[RECORDS PROVIDED — start]

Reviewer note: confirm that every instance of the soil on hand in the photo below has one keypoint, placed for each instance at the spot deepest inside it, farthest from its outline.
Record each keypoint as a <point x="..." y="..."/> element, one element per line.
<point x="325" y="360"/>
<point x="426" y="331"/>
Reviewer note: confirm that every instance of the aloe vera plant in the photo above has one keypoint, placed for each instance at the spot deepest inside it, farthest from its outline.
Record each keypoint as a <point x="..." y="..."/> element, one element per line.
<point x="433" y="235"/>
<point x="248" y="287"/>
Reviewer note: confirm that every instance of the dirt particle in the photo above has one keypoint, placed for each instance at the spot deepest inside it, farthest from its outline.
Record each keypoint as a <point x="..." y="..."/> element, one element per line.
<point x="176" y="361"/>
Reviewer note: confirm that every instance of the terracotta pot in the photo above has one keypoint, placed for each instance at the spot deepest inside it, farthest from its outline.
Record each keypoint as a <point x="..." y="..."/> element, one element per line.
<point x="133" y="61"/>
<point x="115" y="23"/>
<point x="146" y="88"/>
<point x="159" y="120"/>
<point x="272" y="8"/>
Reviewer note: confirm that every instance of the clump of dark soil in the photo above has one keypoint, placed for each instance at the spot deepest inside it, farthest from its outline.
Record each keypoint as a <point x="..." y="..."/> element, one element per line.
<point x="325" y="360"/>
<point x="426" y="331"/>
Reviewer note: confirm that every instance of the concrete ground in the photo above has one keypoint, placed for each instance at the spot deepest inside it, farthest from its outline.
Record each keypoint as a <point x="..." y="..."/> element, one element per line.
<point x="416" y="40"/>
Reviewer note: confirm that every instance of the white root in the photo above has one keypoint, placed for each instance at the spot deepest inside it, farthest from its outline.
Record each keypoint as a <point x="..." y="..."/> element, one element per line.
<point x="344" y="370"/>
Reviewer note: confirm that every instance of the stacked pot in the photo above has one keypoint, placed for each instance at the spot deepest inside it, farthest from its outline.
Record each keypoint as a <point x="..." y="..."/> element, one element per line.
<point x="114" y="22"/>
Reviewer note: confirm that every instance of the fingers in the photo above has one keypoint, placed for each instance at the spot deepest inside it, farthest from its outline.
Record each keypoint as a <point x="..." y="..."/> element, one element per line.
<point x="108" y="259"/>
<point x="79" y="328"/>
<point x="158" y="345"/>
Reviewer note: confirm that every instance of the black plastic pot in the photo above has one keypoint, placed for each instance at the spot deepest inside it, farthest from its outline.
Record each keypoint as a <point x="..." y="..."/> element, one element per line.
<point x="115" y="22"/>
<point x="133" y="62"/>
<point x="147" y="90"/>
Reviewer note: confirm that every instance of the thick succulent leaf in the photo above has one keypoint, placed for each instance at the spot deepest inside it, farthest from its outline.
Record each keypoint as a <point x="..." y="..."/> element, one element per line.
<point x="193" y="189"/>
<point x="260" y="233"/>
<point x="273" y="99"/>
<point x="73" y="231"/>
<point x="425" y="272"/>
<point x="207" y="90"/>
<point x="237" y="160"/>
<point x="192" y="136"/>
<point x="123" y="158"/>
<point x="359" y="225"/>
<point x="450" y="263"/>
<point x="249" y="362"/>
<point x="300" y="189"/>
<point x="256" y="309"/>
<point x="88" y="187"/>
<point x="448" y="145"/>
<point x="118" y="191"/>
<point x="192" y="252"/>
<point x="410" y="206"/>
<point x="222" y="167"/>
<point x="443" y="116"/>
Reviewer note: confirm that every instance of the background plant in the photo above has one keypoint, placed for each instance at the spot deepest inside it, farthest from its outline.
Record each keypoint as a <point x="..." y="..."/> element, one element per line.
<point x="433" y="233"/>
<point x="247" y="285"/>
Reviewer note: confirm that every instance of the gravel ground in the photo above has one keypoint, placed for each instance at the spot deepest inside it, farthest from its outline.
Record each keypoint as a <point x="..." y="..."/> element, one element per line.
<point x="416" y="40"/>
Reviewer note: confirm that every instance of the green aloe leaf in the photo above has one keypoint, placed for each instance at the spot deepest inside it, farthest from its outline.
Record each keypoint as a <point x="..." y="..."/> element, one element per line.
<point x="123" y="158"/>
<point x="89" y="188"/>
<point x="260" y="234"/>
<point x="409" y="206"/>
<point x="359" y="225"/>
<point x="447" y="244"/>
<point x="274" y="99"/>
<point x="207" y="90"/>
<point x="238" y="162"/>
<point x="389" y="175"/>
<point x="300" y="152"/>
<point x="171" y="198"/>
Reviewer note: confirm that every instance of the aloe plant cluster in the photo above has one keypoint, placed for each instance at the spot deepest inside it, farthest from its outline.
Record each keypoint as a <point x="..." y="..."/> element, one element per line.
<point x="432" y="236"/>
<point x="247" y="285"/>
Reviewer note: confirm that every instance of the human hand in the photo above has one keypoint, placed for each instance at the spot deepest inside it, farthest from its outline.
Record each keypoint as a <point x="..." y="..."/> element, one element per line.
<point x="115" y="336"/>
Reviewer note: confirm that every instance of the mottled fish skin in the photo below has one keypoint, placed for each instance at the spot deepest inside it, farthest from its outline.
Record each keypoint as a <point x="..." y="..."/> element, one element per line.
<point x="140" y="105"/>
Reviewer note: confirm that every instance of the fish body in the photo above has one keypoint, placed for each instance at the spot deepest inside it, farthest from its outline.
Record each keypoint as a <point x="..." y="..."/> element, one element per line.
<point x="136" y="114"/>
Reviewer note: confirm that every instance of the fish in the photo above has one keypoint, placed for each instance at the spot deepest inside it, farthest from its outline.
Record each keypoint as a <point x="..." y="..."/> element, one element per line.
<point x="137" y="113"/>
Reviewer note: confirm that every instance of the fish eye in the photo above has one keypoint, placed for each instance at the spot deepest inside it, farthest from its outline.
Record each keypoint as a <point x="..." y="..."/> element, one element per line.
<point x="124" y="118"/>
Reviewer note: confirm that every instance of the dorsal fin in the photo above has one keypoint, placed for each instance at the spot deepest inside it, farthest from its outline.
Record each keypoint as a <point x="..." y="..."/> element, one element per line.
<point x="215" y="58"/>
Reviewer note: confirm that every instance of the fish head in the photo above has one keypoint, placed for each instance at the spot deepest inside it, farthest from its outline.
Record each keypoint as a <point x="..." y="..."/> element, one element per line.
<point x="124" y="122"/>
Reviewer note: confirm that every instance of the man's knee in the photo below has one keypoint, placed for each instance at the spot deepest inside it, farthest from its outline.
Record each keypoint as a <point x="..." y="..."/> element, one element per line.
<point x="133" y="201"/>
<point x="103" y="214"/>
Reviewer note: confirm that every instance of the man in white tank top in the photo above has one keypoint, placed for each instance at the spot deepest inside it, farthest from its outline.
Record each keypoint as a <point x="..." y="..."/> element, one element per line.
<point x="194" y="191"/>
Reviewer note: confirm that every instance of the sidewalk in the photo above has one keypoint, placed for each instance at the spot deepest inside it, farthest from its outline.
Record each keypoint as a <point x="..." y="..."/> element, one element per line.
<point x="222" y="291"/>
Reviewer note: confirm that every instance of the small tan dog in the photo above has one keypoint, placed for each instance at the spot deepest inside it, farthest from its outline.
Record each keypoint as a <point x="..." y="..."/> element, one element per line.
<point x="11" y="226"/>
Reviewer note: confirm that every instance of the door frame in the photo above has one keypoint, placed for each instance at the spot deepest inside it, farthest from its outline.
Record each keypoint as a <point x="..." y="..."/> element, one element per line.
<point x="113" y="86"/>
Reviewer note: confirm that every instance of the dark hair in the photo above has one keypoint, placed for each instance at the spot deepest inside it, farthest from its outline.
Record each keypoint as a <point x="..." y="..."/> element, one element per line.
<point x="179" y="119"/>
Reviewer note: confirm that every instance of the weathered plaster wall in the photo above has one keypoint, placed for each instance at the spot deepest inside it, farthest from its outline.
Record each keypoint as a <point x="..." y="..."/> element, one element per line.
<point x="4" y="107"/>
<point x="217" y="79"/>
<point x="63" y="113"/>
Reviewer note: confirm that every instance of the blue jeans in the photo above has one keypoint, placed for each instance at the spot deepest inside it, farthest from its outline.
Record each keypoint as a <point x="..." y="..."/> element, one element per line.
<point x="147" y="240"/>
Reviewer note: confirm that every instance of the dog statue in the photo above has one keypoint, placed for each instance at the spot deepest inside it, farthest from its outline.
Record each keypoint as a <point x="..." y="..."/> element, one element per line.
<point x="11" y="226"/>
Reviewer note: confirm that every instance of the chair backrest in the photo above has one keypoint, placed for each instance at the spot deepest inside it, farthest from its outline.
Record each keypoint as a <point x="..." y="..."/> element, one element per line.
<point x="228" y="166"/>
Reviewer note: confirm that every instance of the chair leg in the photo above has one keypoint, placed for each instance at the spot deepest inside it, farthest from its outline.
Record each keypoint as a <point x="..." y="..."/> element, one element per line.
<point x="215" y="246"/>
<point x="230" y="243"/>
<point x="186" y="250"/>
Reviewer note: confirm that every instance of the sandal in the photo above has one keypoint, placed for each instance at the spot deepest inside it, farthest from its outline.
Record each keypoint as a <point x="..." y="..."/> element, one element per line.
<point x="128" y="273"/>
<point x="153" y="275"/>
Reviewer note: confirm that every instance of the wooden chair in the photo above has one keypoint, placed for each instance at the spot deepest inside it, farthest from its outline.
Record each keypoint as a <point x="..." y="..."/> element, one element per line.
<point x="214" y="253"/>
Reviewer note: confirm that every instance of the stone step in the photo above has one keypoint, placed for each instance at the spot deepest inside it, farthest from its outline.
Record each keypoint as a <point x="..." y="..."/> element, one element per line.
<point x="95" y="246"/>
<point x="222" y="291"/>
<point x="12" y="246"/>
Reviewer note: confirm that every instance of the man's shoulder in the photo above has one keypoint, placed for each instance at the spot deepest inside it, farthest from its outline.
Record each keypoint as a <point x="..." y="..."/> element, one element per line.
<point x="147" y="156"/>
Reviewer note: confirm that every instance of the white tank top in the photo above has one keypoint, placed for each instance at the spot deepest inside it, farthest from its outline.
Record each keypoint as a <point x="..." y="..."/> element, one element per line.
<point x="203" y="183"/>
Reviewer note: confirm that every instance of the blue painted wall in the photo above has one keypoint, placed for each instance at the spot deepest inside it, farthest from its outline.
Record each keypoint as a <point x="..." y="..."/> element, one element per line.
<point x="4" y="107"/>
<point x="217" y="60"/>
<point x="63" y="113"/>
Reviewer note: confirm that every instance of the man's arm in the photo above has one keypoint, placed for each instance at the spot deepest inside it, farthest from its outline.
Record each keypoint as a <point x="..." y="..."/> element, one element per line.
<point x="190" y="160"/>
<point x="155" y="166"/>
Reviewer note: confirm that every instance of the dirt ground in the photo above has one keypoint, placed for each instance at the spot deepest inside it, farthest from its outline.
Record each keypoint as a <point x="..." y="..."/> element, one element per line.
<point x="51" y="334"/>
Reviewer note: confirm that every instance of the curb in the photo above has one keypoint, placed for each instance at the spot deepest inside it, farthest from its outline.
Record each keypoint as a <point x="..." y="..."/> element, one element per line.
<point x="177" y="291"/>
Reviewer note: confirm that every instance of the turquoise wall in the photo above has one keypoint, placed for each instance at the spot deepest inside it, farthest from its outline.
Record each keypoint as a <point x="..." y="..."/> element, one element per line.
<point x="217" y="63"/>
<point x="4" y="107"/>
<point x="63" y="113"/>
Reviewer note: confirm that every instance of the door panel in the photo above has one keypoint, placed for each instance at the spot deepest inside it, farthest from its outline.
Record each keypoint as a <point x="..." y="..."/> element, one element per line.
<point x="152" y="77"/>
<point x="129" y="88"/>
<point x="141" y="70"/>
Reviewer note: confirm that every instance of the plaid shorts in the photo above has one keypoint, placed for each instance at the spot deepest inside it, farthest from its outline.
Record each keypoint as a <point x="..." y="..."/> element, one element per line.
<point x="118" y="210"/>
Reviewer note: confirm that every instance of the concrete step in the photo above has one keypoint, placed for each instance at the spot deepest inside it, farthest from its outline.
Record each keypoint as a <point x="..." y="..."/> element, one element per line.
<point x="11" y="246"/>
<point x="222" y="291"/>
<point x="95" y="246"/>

[RECORDS PROVIDED — finish]

- TRY IT: Find the lines above holding the word "step" and show them.

- TASK RESULT:
Reviewer note: confirm that every instance of the stone step in the photo above has one keypoint, placed for each instance at the spot deepest inside it, farthest from its outline.
Reviewer note: confirm that every instance of the concrete step in the photo above has one keypoint, placed for each instance at the spot deepest inside it, farthest from its outline.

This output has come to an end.